TEKST ŹRÓDŁOWY:
= = = =

BMW Serii 5 E60 (2003-2010). Poradnik kupującego

Piąta generacja BMW Serii 5 w momencie debiutu w roku 2003 wzbudziła ogromne emocje ze względu na swój zrywający z przeszłością, kontrowersyjny wygląd. Dziś już zdążyła się opatrzeć, a dzięki temu rynek wtórny zyskał nadal atrakcyjny z wyglądu, nowocześnie wyposażony model klasy średniej wyższej. Przy wyborze używanego egzemplarza należy wystrzegać się jednak kilku rzeczy, by nie sprawić sobie dużego dodatkowego wydatku.

Seria 5 generacji E60 była jednym z przełomowych punktów we współczesnej historii BMW. Po konserwatywnych poprzednikach na rynek wszedł model budzący swoim wyglądem skrajnie różne opinie. Jeśli przypominał jakieś inne BMW, to tylko zaprezentowaną dwa lata wcześniej Serię 7 generacji E65.

Jej przełomowość wykraczała jednak poza sam wygląd. E60 była pierwszą serią 5 z benzynowymi jednostkami turbodoładowanymi, sześciobiegową skrzynią automatyczną i stosowanym do dziś systemem iDrive. Długa lista debiutujących tu innowacji objęła także funkcję odzyskiwania energii z hamowania, aktywny tempomat, aktywny układ kierowniczy, adaptacyjne światła, sterowanie głosowe i system ostrzegający przed zjazdem ze swojego pasa.

Można więc powiedzieć, że E60 to pierwsza współczesna seria 5. Niezmiennie prezentuje wysoki komfort i charakterystyczne dla BMW, jakościowe prowadzenie, wynikające z tylnonapędowej natury. Niedosyt pozostawia co najwyżej funkcjonalność kabiny. Zarówno sedan E60, jak i kombi E61 nigdy nie należały do aut szczególnie przestronnych.

Niemniej przy cenach zaczynających się od niewiele ponad 10 tys. zł po 50 tys. zł za topowe egzemplarze, model ten wydaje się jedną z najlepszych opcji, by zasmakować zalet BMW bez rujnowania budżetu. To tylk opo części prawda, bowiem podczas trwającej siedem lat kariery nie ustrzeżono się pewnych wpadek.

BMW serii 5 E60: czego się wystrzegać?

= = = =

ZESTAW ZADAŃ:
- 1) Odpowiedz krótko na pytania do tekstu o BMW Serii 5 E60:
(a) W którym roku zadebiutowała piąta generacja BMW Serii 5?
(b) Którą generację Serii 7 przypominała z wyglądu E60?
(c) Jakie oznaczenie nosi wersja kombi?
- 2) Przetłumacz na angielski to zdanie z tekstu o BMW Serii 5 E60: „Można więc powiedzieć, że E60 to pierwsza współczesna seria 5.”
Korzystaj wyłącznie z informacji zawartych w tekście źródłowym.

MATERIAŁ ŹRÓDŁOWY:
= = = =

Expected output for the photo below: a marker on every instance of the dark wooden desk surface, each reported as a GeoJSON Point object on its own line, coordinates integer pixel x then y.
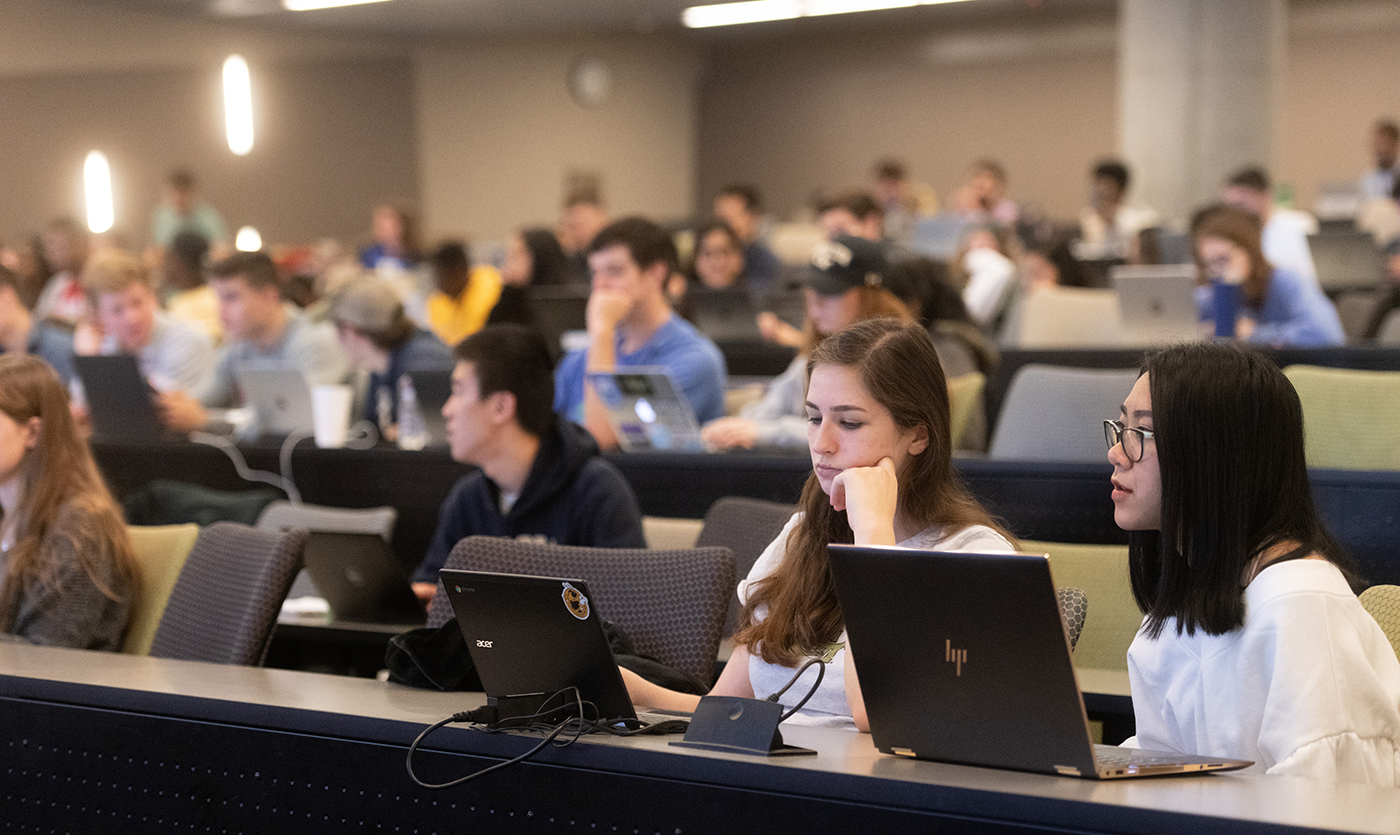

= = = =

ROZWIĄZANIA ĆWICZENIA:
- 1)
(a) W roku 2003.
(b) Generację E65.
(c) E61.

- 2) So it can be said that the E60 is the first modern 5 Series.